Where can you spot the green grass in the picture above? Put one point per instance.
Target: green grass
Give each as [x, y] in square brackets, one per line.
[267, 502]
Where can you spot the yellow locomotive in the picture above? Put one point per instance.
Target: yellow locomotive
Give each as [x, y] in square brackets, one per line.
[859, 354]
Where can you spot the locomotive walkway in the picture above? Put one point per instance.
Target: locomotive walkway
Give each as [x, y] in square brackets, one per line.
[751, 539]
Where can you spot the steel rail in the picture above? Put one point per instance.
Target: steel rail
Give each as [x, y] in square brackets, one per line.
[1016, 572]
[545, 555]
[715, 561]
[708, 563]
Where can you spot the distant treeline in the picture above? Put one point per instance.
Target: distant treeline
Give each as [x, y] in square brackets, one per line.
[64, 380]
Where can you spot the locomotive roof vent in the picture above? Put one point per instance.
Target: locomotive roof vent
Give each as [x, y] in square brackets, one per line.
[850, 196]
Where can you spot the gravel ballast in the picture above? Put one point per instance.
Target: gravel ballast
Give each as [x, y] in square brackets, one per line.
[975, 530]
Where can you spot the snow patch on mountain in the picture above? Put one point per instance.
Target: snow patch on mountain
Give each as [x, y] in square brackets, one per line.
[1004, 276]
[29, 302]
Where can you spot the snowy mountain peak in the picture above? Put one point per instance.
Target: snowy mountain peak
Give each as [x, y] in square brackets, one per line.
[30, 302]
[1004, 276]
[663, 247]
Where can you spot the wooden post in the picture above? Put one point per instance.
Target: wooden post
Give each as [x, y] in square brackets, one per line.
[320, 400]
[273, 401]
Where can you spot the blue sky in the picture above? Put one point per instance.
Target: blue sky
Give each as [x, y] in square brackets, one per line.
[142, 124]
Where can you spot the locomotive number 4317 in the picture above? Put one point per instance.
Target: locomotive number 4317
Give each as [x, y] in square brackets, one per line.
= = = = =
What is needed —
Above are records; repeat only the lines starting at the line with "Where can you spot the steel" and ending at the line with "Target: blue sky", exactly as they appear, both included.

Answer for the task —
Where can you spot the steel rail in the picture above? Put one point per instance.
Target: steel rail
Give each as [x, y] in square brackets, one per line.
[1016, 572]
[545, 555]
[715, 561]
[708, 563]
Where can you spot the distant treeline in the picture above? Put one point per instance.
Target: distant treeline
Give each as [x, y] in square brackets, one per line.
[64, 380]
Where can you spot the locomotive roof vent in the picture above? Put one point per instance.
Target: locomotive roof vent
Give each as [x, y] in square brackets, one per line.
[850, 196]
Where can you spot the gravel ballast in the picture above? Put one point per instance.
Target: gravel ballast
Give each as [x, y] in square brackets, one per line.
[975, 530]
Where can you spot the snow patch on mountain in the picture above? Put one point per instance.
Target: snow patch on mountain
Give each as [x, y] in square brackets, one per line.
[1004, 276]
[29, 302]
Where can you spot the snowy mountain peak in the picture above? Put one point per instance.
Target: snowy mountain peak
Give each as [x, y] in square brackets, one per line.
[30, 302]
[1004, 276]
[663, 247]
Where can you spot the wooden post in the picture above? Put one point per instance.
Target: wooden post
Give each as [x, y] in square brackets, one per line.
[320, 400]
[273, 401]
Where can you spot the blue sky in the picture above? Put one point per instance.
Target: blue sky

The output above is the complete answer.